__Problem statement__. Restate the records below word for word.

========================================================================

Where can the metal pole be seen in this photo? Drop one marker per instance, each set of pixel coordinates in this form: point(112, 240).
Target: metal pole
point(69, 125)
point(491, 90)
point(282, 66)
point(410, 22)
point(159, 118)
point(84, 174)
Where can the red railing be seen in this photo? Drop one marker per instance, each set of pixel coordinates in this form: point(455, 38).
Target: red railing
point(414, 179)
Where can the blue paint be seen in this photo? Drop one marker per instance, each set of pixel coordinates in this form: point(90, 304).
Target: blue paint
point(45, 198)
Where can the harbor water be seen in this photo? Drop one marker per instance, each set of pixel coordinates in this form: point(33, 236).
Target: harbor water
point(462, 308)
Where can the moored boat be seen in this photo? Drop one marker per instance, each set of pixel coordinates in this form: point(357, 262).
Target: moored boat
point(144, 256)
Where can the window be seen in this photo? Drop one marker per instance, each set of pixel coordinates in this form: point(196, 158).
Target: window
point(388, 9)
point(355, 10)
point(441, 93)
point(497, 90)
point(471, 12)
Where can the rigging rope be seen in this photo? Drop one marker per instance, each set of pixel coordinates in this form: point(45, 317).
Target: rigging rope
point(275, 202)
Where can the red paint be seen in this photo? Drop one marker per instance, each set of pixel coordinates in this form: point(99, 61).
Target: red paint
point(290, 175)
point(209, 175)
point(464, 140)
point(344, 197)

========================================================================

__Task answer__.
Where can the metal pole be seen in this photo? Drop one marker per instance, each set of pixel coordinates in this form: point(112, 240).
Target: metal pole
point(69, 125)
point(491, 90)
point(282, 66)
point(410, 22)
point(159, 118)
point(84, 174)
Where can the red railing be seen in this photo? Drop one marker per instance, each set of pixel coordinates in this form: point(455, 38).
Target: red railing
point(414, 179)
Where can the blue paint be seen in this photo? Drop one marker per instance, each set of pixel coordinates in this form: point(90, 304).
Target: blue paint
point(45, 198)
Where can the harbor water be seen in this photo? Drop one marker per instance, each set of pixel coordinates in this form: point(33, 236).
Target: harbor water
point(462, 308)
Where can the moored boat be seen in this photo? Drop one marker per instance, each set of pixel coordinates in this form: point(357, 262).
Target: moored boat
point(144, 256)
Where can the window be seen in this photo? Drop one marker per instance, each set of pixel coordinates in this form: point(196, 158).
Target: window
point(388, 9)
point(355, 10)
point(441, 93)
point(497, 90)
point(471, 12)
Where can the rigging rope be seen in this photo? Drop one marker per instance, each set of pixel coordinates in this form: point(45, 317).
Target: rigging rope
point(275, 202)
Where can the red paint be seen in this photo? Drop one marker per instance, each set of pixel coordinates in this form: point(99, 61).
Target: red paint
point(290, 175)
point(209, 175)
point(464, 140)
point(344, 197)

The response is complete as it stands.